TASK BRIEF: From the line that contains "Note to the class: identify the golden" to the last line of the records below, copy everything exactly, both ends included.

SUPPLIED RECORDS:
-- Opening Marker --

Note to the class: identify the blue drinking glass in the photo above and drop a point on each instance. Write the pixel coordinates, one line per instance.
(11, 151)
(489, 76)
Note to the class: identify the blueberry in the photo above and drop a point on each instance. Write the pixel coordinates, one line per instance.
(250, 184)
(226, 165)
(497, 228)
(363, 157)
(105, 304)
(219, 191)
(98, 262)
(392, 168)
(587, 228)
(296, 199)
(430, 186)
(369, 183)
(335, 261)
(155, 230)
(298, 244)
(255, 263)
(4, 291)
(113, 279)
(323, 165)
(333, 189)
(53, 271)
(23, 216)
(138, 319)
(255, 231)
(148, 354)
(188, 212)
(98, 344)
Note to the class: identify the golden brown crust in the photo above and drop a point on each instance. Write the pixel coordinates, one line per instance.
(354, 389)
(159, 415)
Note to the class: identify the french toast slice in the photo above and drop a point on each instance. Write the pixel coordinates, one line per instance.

-- Closing Marker --

REPLY:
Note to the class: identify the golden brown crust in the photo above and drop a point on each instance. Write the pixel coordinates, one line per instance.
(354, 389)
(159, 415)
Note to the class: identify the french toast slice in the photo above and drop a point on each instance. Write the pixel coordinates, one line per instance.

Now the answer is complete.